_Page text_:
<<<<

The United Kingdom has overtaken the European Union in the total number of people given a vaccination shot against coronavirus, despite having less than a sixth of the population to innoculate.
While the shock and outrage across European capitals over the continental power bloc’s failures to acquire enough vaccines to protect European Union citizens have dominated headlines for weeks, until now the EU had actually managed to vaccinate more people than the United Kingdom, although it was far behind proportionally.
Yet according to figures collected by the University of Oxford-based research project Our World in Data, the UK — despite having a population of 67 million compared to the 448 million of the wider European Union — has now vaccinated more people than the whole EU put together, both in per capita and outright terms.
The leadership of European Commission President Ursula von der Leyen and her team came under massive criticism — particularly from Paris and Berlin whose own individual efforts have very likely been considerably held back by the EU’s incompetence — after it was revealed that while the EU had given just a couple of per cent of its population injections, the UK was racing ahead in the mid-teens.
Von der Leyen was moved to remark that in this regard, Brexit Britain more resembled a “speed boat” to the European Union’s lumbering oil tanker.

>>>>

Excerpts from a dataset
<<<<

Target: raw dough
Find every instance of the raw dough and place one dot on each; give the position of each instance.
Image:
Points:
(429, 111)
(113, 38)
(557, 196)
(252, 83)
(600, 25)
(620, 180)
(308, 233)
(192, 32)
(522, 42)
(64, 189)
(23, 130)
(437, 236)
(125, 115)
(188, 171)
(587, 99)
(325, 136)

>>>>

_Work required_: In the vaccination article, what did Ursula von der Leyen say Brexit Britain more resembled? The listing has no connection to the vaccination article.

_Your response_: A "speed boat," in contrast to the European Union's lumbering oil tanker.